# [Requirements]
Find every line in the items below that contains the word "easel" and copy each one out in full.

Entries pointing to named objects:
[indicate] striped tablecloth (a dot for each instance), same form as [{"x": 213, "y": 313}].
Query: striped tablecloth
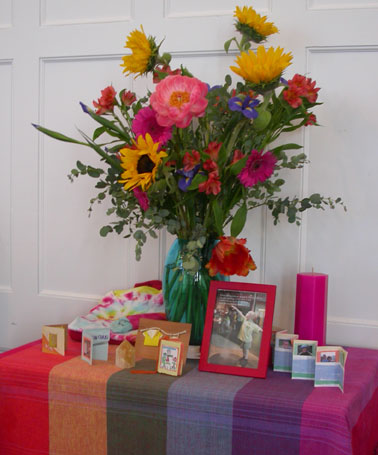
[{"x": 63, "y": 406}]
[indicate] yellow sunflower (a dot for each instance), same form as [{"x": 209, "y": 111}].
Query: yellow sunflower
[
  {"x": 263, "y": 67},
  {"x": 143, "y": 53},
  {"x": 253, "y": 25},
  {"x": 140, "y": 163}
]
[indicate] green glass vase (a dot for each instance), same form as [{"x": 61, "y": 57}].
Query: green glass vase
[{"x": 185, "y": 294}]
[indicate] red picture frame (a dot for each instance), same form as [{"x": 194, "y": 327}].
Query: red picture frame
[{"x": 238, "y": 328}]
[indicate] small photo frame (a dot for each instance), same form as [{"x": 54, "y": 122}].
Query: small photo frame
[
  {"x": 304, "y": 356},
  {"x": 54, "y": 339},
  {"x": 238, "y": 328},
  {"x": 170, "y": 357}
]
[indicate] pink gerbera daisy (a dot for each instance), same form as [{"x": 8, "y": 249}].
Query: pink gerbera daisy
[
  {"x": 178, "y": 99},
  {"x": 145, "y": 122},
  {"x": 258, "y": 168}
]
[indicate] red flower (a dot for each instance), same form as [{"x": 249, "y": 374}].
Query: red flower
[
  {"x": 238, "y": 155},
  {"x": 311, "y": 120},
  {"x": 210, "y": 166},
  {"x": 300, "y": 87},
  {"x": 312, "y": 92},
  {"x": 213, "y": 150},
  {"x": 298, "y": 84},
  {"x": 292, "y": 97},
  {"x": 106, "y": 102},
  {"x": 212, "y": 184},
  {"x": 128, "y": 98},
  {"x": 258, "y": 168},
  {"x": 230, "y": 257},
  {"x": 190, "y": 160}
]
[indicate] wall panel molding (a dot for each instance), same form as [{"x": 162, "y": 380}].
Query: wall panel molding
[
  {"x": 6, "y": 177},
  {"x": 6, "y": 14},
  {"x": 101, "y": 12},
  {"x": 321, "y": 5},
  {"x": 171, "y": 13},
  {"x": 70, "y": 295},
  {"x": 306, "y": 139}
]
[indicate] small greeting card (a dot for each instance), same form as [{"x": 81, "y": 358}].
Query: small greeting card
[
  {"x": 304, "y": 356},
  {"x": 170, "y": 359},
  {"x": 330, "y": 366},
  {"x": 94, "y": 344},
  {"x": 283, "y": 351},
  {"x": 54, "y": 339}
]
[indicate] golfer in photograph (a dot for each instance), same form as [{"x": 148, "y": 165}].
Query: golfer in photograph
[{"x": 246, "y": 332}]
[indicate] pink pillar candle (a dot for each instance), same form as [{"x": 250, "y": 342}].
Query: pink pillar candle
[{"x": 311, "y": 307}]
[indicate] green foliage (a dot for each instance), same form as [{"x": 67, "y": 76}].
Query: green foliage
[{"x": 188, "y": 206}]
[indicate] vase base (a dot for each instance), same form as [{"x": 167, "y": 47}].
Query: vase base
[{"x": 194, "y": 352}]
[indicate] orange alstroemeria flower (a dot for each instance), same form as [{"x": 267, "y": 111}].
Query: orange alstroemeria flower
[{"x": 230, "y": 257}]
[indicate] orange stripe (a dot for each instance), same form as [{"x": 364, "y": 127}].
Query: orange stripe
[{"x": 77, "y": 406}]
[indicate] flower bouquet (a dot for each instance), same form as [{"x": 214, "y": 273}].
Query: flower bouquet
[{"x": 194, "y": 159}]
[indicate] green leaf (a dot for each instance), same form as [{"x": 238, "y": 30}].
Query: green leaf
[
  {"x": 97, "y": 132},
  {"x": 110, "y": 160},
  {"x": 263, "y": 119},
  {"x": 277, "y": 150},
  {"x": 292, "y": 214},
  {"x": 238, "y": 166},
  {"x": 218, "y": 217},
  {"x": 58, "y": 136},
  {"x": 316, "y": 199},
  {"x": 104, "y": 231},
  {"x": 238, "y": 221},
  {"x": 227, "y": 44},
  {"x": 199, "y": 178},
  {"x": 82, "y": 168},
  {"x": 93, "y": 172}
]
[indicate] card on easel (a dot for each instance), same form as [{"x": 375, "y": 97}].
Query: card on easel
[
  {"x": 95, "y": 344},
  {"x": 304, "y": 355},
  {"x": 330, "y": 366},
  {"x": 54, "y": 339},
  {"x": 283, "y": 351},
  {"x": 170, "y": 359}
]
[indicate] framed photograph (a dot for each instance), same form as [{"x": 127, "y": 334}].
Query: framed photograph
[
  {"x": 170, "y": 357},
  {"x": 238, "y": 328}
]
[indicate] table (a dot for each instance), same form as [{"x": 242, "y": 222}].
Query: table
[{"x": 63, "y": 406}]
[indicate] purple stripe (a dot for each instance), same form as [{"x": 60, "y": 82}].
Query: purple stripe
[
  {"x": 330, "y": 415},
  {"x": 200, "y": 413},
  {"x": 267, "y": 415}
]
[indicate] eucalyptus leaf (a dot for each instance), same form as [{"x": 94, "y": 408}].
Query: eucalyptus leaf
[{"x": 239, "y": 220}]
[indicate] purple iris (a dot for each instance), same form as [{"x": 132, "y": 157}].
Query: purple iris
[
  {"x": 187, "y": 177},
  {"x": 214, "y": 87},
  {"x": 246, "y": 106}
]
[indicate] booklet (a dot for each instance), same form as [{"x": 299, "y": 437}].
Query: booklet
[
  {"x": 330, "y": 367},
  {"x": 94, "y": 344},
  {"x": 283, "y": 351},
  {"x": 304, "y": 356}
]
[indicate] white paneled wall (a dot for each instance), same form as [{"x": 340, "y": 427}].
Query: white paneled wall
[{"x": 53, "y": 263}]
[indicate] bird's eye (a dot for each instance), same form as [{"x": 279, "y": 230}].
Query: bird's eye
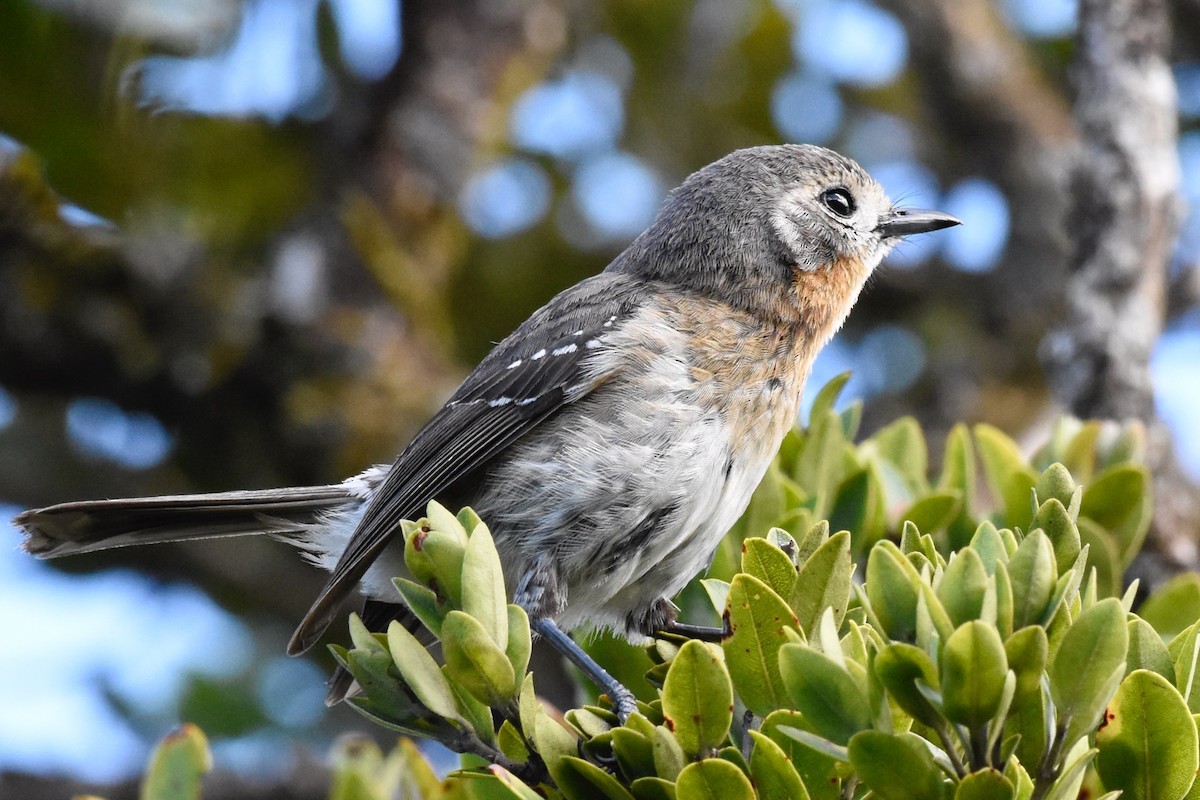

# [Complete response]
[indicate] card on easel (a dot for each instance), same form as [{"x": 375, "y": 97}].
Query: card on easel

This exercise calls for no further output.